Yeah, having one of those. For some reason I've just been really down and crabby today. And it's pissing me off. Especially since the Homecoming parade was cancelled. fdlskj

So I just wanted to come home and enjoy playing a bit of EQ... until I realized the Internet is unstable as hell. I'm so irritable today.

djkldlfk Yeah, it's an angst post, flame me, whatever. I just felt like posting this.

King Parcelan
Chicken of the Sea
posted 10-04-2002 08:14:51 PM
eet fud
Muffin Bird
Pancake
posted 10-04-2002 08:18:12 PM
*hops along the ground, dragging a large muffin. He places it at your feet and sits down, guarding it for you*

Chrip?

JooJooFlop
Hungry Hungry Hippo
posted 10-04-2002 08:20:36 PM
*resists the urge to eat the Muffin Bird*
I don't know how to be sexy. If I catch a girl looking at me and our eyes lock, I panic and open mine wider. Then I lick my lips and rub my genitals. And mouth the words "You're dead."
King Parcelan
Chicken of the Sea
posted 10-04-2002 08:22:59 PM
quote:
JooJooFlop was listening to Cher while typing:
*resists the urge to eat the Muffin Bird*

Give in...the deep frier's on full...you know you hanker for some KFMB...

Muffin Bird
Pancake
posted 10-04-2002 08:25:22 PM
*gets into a defensive stance and stares at JooJoo. He brings one wing forward and flips the tip of it a few times, slowly.. as if saying "bring it bish"*
JooJooFlop
Hungry Hungry Hippo
posted 10-04-2002 08:29:01 PM
Grrrrr...

====================

[Short problem A]:
Copy out the whole forum thread above, word for word.

====================

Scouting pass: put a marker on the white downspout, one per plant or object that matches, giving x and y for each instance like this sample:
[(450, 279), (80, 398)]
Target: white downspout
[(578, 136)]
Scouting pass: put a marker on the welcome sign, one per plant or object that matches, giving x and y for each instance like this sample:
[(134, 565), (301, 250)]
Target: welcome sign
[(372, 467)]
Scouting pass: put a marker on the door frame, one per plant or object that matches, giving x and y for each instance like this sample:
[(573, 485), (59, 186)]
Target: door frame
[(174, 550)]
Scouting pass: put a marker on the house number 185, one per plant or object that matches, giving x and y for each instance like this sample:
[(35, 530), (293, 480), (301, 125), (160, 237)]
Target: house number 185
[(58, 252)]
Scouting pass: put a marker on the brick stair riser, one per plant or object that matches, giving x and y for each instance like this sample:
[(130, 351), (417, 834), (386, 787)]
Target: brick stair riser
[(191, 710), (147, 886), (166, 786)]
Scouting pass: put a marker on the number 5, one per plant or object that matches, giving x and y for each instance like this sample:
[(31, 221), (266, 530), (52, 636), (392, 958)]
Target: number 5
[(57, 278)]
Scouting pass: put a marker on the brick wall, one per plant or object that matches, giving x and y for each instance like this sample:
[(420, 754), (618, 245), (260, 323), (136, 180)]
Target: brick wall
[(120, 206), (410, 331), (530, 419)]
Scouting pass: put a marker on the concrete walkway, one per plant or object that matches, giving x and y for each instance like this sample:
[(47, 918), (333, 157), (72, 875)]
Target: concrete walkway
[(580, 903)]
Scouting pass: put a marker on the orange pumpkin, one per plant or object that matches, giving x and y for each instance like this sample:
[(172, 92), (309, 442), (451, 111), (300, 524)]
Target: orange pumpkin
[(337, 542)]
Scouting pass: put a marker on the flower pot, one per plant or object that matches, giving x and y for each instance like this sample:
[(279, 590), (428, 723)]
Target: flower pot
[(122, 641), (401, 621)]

====================

[Short problem B]:
In the listing, rewrite only the part from the line containing "Scouting pass: put a marker on the flower" through the end of the listing, changing "flower pot" to "planter" and leaving everything else unchanged.

[Complete output A]:
Yeah, having one of those. For some reason I've just been really down and crabby today. And it's pissing me off. Especially since the Homecoming parade was cancelled. fdlskj

So I just wanted to come home and enjoy playing a bit of EQ... until I realized the Internet is unstable as hell. I'm so irritable today.

djkldlfk Yeah, it's an angst post, flame me, whatever. I just felt like posting this.

King Parcelan
Chicken of the Sea
posted 10-04-2002 08:14:51 PM
eet fud
Muffin Bird
Pancake
posted 10-04-2002 08:18:12 PM
*hops along the ground, dragging a large muffin. He places it at your feet and sits down, guarding it for you*

Chrip?

JooJooFlop
Hungry Hungry Hippo
posted 10-04-2002 08:20:36 PM
*resists the urge to eat the Muffin Bird*
I don't know how to be sexy. If I catch a girl looking at me and our eyes lock, I panic and open mine wider. Then I lick my lips and rub my genitals. And mouth the words "You're dead."
King Parcelan
Chicken of the Sea
posted 10-04-2002 08:22:59 PM
quote:
JooJooFlop was listening to Cher while typing:
*resists the urge to eat the Muffin Bird*

Give in...the deep frier's on full...you know you hanker for some KFMB...

Muffin Bird
Pancake
posted 10-04-2002 08:25:22 PM
*gets into a defensive stance and stares at JooJoo. He brings one wing forward and flips the tip of it a few times, slowly.. as if saying "bring it bish"*
JooJooFlop
Hungry Hungry Hippo
posted 10-04-2002 08:29:01 PM
Grrrrr...

[Complete output B]:
Scouting pass: put a marker on the planter, one per plant or object that matches, giving x and y for each instance like this sample:
[(279, 590), (428, 723)]
Target: planter
[(122, 641), (401, 621)]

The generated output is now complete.